◆ TASK SET ◆
a - Decide whether each statement below agrees with the PowerVR Series5XT article. For each, answer yes or no and quote the words from the article that settle it. (i) In a unified architecture, the ALUs are dedicated to specific processing tasks. (ii) Unified shaders always use all the ALU resource available. (iii) ALU designs in GPUs are typically multithreaded to help hide memory latency.
b - From the PowerVR Series5XT article, list every kind of element that threads are said to be.
c - Extend the PowerVR Series5XT article, picking up right after its final sentence.

Understanding PowerVR Series5XT: Multithreading, multitasking ALUs, the MicroKernel and core scalability

Share on linkedin
Share on twitter
Share on facebook
Share on reddit
Share on digg
Share on email

A unified architecture means that the ALUs (Arithmetic Logic Units – the bits of the hardware that do all the number crunching as part of shader or compute program processing) are generic and not dedicated to specific processing tasks.

This type of ‘universal (or unified) shading’ approach is unanimously recognised as the most efficient. Unified shaders execute tasks efficiently, irrespective of the balance between vertex and pixel (or compute) processing tasks, by always using all the ALU resource available.

Typically these ALU designs in GPUs are multithreaded to help hide memory latency (the delay between the hardware requesting data for processing and the data actually becoming available for processing) where threads are different vertices, pixels or compute elements. By running over many elements, the hope is that by the time you get back to the first element, the data it needs will have become available.

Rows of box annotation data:
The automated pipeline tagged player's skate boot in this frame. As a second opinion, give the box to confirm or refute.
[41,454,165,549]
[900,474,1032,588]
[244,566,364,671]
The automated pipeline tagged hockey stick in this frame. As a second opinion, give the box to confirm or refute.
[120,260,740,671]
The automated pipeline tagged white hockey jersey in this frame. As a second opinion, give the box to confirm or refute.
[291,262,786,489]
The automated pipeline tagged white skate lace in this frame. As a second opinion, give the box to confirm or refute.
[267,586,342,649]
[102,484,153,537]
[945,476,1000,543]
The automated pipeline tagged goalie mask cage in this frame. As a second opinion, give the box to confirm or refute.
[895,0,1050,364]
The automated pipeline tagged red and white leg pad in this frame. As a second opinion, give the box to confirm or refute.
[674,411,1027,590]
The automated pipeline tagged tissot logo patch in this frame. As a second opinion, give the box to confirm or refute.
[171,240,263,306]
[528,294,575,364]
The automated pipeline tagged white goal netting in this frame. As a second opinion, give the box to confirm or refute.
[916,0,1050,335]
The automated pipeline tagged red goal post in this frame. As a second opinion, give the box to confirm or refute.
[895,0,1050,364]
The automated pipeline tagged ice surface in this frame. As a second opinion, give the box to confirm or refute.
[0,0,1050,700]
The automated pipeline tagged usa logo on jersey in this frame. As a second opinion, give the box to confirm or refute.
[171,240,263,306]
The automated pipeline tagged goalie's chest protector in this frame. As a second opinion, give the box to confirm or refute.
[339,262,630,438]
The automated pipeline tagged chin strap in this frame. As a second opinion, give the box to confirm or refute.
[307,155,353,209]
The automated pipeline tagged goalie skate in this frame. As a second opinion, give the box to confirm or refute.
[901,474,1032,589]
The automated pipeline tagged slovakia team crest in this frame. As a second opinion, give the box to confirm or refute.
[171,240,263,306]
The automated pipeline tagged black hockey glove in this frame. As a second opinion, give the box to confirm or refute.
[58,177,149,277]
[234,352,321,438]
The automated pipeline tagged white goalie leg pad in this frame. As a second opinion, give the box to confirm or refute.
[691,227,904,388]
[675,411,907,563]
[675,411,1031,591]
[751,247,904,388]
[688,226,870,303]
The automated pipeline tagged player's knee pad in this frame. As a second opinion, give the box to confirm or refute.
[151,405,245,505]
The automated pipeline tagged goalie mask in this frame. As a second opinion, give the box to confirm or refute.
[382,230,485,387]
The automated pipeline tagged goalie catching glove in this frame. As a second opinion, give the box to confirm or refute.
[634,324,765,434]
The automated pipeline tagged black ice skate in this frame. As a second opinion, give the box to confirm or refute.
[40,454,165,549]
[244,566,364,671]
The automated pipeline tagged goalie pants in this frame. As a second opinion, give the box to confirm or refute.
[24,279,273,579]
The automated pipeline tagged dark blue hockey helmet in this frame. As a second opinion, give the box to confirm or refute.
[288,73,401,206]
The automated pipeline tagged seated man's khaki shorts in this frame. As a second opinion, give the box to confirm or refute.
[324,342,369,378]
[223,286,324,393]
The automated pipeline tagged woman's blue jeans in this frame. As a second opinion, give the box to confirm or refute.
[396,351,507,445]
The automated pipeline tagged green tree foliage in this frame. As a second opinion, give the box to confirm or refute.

◆ ANSWERS ◆
a -
(i) No: "are generic and not dedicated to specific processing tasks"
(ii) Yes: "by always using all the ALU resource available"
(iii) Yes: "Typically these ALU designs in GPUs are multithreaded to help hide memory latency"

b - Vertices, pixels, compute elements

c -
Multithreading and multitasking ALUs for efficiency

Imagination takes the efficiency concept to the next level by not only allowing multiple ‘threads,’ but also by allowing these threads to belong to different ‘tasks’. What this means is that latency is not only absorbed by having lots of pixels or vertices or compute operations in-flight (threads of a single task), but by actually allowing all of these multiple ‘tasks’ to be operated upon based on data availability.

By enabling multitasking, the hiding of latency and efficiency of processing become far more effective than by simply having lots of elements devoted to the same single task. Independent tasks have a higher chance of having data available for processing than just a single task (basically if data goes missing for one element, it’s likely it goes missing for all elements of that same task). With independent tasks, this condition is avoided.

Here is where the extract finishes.